§ What to produce: Write out the full listing again, exactly as it stands.

§ Given records:

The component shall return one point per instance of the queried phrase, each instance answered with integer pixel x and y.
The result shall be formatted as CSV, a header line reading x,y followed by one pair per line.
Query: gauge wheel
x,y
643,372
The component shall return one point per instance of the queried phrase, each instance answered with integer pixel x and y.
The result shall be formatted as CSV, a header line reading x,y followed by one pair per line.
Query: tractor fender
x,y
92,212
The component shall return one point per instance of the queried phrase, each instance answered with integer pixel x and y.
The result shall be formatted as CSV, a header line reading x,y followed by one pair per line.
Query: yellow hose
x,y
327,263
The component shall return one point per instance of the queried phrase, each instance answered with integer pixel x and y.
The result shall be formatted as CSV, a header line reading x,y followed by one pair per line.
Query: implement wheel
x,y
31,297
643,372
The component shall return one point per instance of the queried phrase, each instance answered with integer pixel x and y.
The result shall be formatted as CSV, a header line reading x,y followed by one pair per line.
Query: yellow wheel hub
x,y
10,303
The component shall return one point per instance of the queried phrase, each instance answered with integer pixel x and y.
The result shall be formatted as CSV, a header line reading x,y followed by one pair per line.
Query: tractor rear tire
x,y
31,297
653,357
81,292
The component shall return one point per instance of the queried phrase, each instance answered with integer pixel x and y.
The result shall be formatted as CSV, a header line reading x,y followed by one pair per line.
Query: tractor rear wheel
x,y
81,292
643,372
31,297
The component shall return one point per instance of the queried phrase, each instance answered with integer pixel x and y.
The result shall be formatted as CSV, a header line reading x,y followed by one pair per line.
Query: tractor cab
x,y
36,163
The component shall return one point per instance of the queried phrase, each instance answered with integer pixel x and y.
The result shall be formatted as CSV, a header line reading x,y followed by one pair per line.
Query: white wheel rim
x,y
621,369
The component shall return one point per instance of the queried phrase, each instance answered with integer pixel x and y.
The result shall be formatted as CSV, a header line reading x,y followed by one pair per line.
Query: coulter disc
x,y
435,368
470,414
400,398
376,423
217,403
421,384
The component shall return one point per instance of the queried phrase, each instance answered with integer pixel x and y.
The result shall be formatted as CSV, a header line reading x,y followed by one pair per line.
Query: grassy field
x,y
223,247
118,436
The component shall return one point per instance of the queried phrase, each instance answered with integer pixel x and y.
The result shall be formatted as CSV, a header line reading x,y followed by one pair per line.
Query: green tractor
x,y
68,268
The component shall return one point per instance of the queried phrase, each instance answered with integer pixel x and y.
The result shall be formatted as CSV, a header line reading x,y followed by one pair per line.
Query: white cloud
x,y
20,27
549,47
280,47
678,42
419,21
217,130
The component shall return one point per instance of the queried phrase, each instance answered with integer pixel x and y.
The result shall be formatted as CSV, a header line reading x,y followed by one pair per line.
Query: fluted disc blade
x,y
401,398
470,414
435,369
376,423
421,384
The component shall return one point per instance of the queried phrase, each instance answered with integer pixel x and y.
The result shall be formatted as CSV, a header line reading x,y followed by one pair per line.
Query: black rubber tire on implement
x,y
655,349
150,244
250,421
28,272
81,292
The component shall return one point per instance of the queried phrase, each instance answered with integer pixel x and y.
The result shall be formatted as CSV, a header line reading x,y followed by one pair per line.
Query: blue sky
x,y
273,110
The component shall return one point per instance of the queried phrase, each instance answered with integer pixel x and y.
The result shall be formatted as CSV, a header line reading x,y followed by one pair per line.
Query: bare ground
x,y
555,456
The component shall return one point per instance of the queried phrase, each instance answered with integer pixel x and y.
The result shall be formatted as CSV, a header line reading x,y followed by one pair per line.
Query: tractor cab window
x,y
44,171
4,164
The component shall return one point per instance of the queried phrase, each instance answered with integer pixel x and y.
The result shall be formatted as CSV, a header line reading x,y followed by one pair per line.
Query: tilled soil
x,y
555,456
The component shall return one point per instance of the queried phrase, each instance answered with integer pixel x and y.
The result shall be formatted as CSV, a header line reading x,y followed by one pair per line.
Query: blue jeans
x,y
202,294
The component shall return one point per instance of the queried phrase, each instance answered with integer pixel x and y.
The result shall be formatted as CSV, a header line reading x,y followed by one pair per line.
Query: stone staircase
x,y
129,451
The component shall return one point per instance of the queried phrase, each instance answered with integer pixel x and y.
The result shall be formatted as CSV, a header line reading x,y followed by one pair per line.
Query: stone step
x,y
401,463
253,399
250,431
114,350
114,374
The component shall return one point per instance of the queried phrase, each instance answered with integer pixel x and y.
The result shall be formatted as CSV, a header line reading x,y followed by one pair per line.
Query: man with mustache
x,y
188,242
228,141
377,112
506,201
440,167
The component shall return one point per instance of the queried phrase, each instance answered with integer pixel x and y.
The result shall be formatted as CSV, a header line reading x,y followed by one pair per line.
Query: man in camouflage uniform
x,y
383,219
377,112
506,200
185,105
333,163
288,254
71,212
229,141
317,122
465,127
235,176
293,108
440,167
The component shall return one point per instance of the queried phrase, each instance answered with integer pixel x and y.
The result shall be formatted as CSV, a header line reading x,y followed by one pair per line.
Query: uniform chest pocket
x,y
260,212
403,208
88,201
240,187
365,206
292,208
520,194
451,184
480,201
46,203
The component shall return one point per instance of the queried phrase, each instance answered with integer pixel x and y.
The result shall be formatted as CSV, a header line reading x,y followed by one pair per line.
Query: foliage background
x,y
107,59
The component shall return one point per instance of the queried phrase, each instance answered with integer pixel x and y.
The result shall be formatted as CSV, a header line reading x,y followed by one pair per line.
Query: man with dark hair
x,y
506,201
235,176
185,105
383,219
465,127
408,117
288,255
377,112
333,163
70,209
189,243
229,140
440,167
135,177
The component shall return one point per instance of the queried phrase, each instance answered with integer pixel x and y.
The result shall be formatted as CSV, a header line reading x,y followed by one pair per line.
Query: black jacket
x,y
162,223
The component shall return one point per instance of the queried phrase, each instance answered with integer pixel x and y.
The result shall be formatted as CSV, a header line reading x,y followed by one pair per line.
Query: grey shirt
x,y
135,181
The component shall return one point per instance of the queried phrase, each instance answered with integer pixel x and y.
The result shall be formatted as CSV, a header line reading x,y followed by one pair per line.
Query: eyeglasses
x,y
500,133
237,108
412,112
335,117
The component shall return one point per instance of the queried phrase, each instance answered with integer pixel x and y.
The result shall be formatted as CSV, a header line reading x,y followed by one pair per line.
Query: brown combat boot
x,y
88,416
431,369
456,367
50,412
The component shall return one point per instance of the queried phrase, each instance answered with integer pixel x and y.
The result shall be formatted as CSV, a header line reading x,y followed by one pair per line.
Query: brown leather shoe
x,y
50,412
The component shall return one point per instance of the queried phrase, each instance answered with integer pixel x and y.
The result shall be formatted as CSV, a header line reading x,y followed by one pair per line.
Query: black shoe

§ Reply:
The component shall return one point per instance of the queried phrase, each instance answered with integer pixel x and y.
The result shall be formatted as CSV, a header line reading x,y followed by one pair per line.
Query: gauge wheel
x,y
643,372
The component shall return one point per instance of the queried phrase, each instance answered with integer pixel x and y.
The result shall be formatted as CSV, a header line reading x,y followed by one pair per line.
Query: tractor fender
x,y
92,212
The component shall return one point per instance of the queried phrase, each instance answered with integer pixel x and y.
The result shall be formatted as CSV, a header line reading x,y followed by one pair per line.
Query: yellow hose
x,y
327,263
The component shall return one point per instance of the queried phrase, each instance answered with integer pixel x and y.
The result shall be formatted as CSV, a header line reading x,y followed by one pair per line.
Query: implement wheel
x,y
31,297
643,372
The component shall return one point per instance of the queried phrase, each instance answered with integer pixel x and y.
The result shall be formatted as CSV, a header line reading x,y followed by one pair per line.
Query: yellow wheel hub
x,y
10,303
The component shall return one point per instance of the queried phrase, each instance answered with integer pixel x and y.
The result shall be formatted as CSV, a header line reading x,y followed by one pair per line.
Query: tractor rear tire
x,y
31,297
653,357
81,292
The component shall return one point per instance of the queried phrase, each instance answered with integer pixel x and y.
The result shall be formatted as CSV, a header line reading x,y followed by one pair per line.
Query: tractor rear wheel
x,y
81,292
643,372
31,297
The component shall return one point per instance of the queried phrase, each instance answered with integer pixel x and y.
The result shall be formatted as CSV, a header line reading x,y followed by one pair per line.
Query: tractor cab
x,y
36,163
The component shall return one point per instance of the queried phrase, each instance answered with integer pixel x and y.
The result shall be formatted as CSV, a header line reading x,y followed by one pair per line.
Query: white wheel rim
x,y
621,369
The component shall return one point per instance of the queried phrase, each instance answered with integer pixel x and y.
The result shall be formatted as CSV, a header line reading x,y followed by one pair per line.
Query: coulter disc
x,y
435,368
470,414
400,398
376,423
217,403
421,384
The component shall return one point per instance of the queried phrase, each instance answered with integer pixel x and y.
The result shall be formatted as CSV, a header line reading x,y followed by one pair per line.
Query: grassy field
x,y
223,247
118,436
The component shall return one point per instance of the queried phrase, each instance answered with integer pixel x and y.
The result shall be formatted as CSV, a header line reading x,y followed by one pair per line.
Query: green tractor
x,y
68,268
The component shall return one point per instance of the queried phrase, each instance answered with integer pixel x and y.
The result shall be formatted as CSV, a header line reading x,y followed by one pair per line.
Query: white cloud
x,y
20,27
549,47
280,47
678,42
419,21
217,130
The component shall return one point per instance of the queried phrase, each instance answered with integer pixel x and y.
The result shall be formatted as CSV, a header line reading x,y followed by one pair per line.
Query: fluted disc blade
x,y
401,398
470,414
435,369
376,423
421,384
The component shall return one point per instance of the queried phrase, each instance answered with integer pixel x and y.
The result shall be formatted as CSV, a header line reading x,y followed by one pair per line.
Query: black rubber tire on implement
x,y
655,349
150,244
250,421
28,272
81,292
The component shall return one point per instance of the queried phrase, each instance answered with integer pixel x and y.
The result shall be formatted as CSV, a header line reading x,y followed by one pair per line.
Query: blue sky
x,y
273,110
The component shall return one point per instance of the queried phrase, each instance answered with integer pixel x and y.
The result shall be formatted as CSV, a header line reading x,y followed by one pair per line.
Query: bare ground
x,y
555,456
The component shall return one point per instance of the queried phrase, each instance answered with integer pixel x and y.
The result shall be formatted as CSV, a header line reading x,y followed by one pair per line.
Query: tractor cab window
x,y
44,171
4,164
The component shall return one point per instance of the queried phrase, each instance answered with integer pixel x and y.
The result shall be formatted as CSV, a header line reading x,y followed by one pair per line.
Query: tilled soil
x,y
555,456
The component shall return one point per instance of the queried phrase, each instance answered with integer pixel x and y.
The result shall be formatted as CSV, a header line reading x,y followed by one pair per line.
Query: blue jeans
x,y
202,294
The component shall return one point per instance of the queried phrase, each instance answered with integer pixel x and y.
The result shall be formatted as CSV, a header line reading x,y followed by one pair per line.
Query: stone staircase
x,y
129,451
The component shall return one point per instance of the queried phrase, each instance answered with integer pixel x and y.
The result shall be formatted as CSV, a header line reading x,y followed by one pair per line.
Query: stone step
x,y
401,463
253,399
250,431
114,350
114,374
The component shall return one point per instance of the queried phrase, each instance answered with integer pixel x and y.
The result shall be formatted as CSV, a header line reading x,y followed by one pair per line.
Query: man with mustache
x,y
188,242
228,141
377,112
506,201
440,167
The component shall return one point per instance of the queried phrase, each instance answered with integer pixel x and y.
The result shall be formatted as CSV, a header line reading x,y followed by one pair per line.
Query: man in camouflage uniform
x,y
383,219
377,112
506,200
185,105
333,163
288,254
71,212
229,141
317,122
465,127
235,176
293,108
440,167
The component shall return one point per instance of the queried phrase, each instance answered with integer pixel x and y.
The result shall be formatted as CSV, a header line reading x,y followed by one pair per line.
Query: uniform chest pocket
x,y
260,212
403,208
88,201
240,187
365,206
292,208
520,194
451,184
480,201
46,203
The component shall return one point per instance of the queried phrase, each instance answered with integer pixel x and y.
The result shall be formatted as CSV, a header line reading x,y followed by one pair per line.
Query: foliage background
x,y
107,59
The component shall return one point per instance of the queried phrase, each instance answered with integer pixel x and y.
The result shall be formatted as CSV, a header line reading x,y followed by one pair per line.
Query: man with dark hair
x,y
506,201
235,176
185,105
383,219
465,127
408,117
288,255
377,112
333,163
70,209
189,243
229,140
440,167
135,177
The component shall return one point per instance of the queried phrase, each instance answered with integer pixel x and y.
The result shall be formatted as CSV, a header line reading x,y followed by one pair per line.
Query: black jacket
x,y
162,223
The component shall return one point per instance of the queried phrase, each instance answered with integer pixel x and y.
The result shall be formatted as CSV, a header line reading x,y followed by one pair per line.
Query: grey shirt
x,y
135,181
The component shall return one point per instance of the queried phrase, each instance answered with integer pixel x and y.
The result shall be formatted as CSV, a header line reading x,y followed by one pair per line.
Query: eyeglasses
x,y
500,133
237,108
412,112
335,117
The component shall return one point per instance of the queried phrase, each instance answered with integer pixel x and y.
The result shall be formatted as CSV, a header line reading x,y followed by one pair per line.
Query: brown combat boot
x,y
88,416
431,369
456,367
50,412
The component shall return one point per instance of the queried phrase, each instance answered with integer pixel x and y.
The result shall be formatted as CSV, a header line reading x,y followed by one pair per line.
Query: brown leather shoe
x,y
50,412
The component shall return one point per instance of the queried phrase, each instance answered with integer pixel x and y.
The result shall be formatted as CSV, a header line reading x,y followed by one pair per line.
Query: black shoe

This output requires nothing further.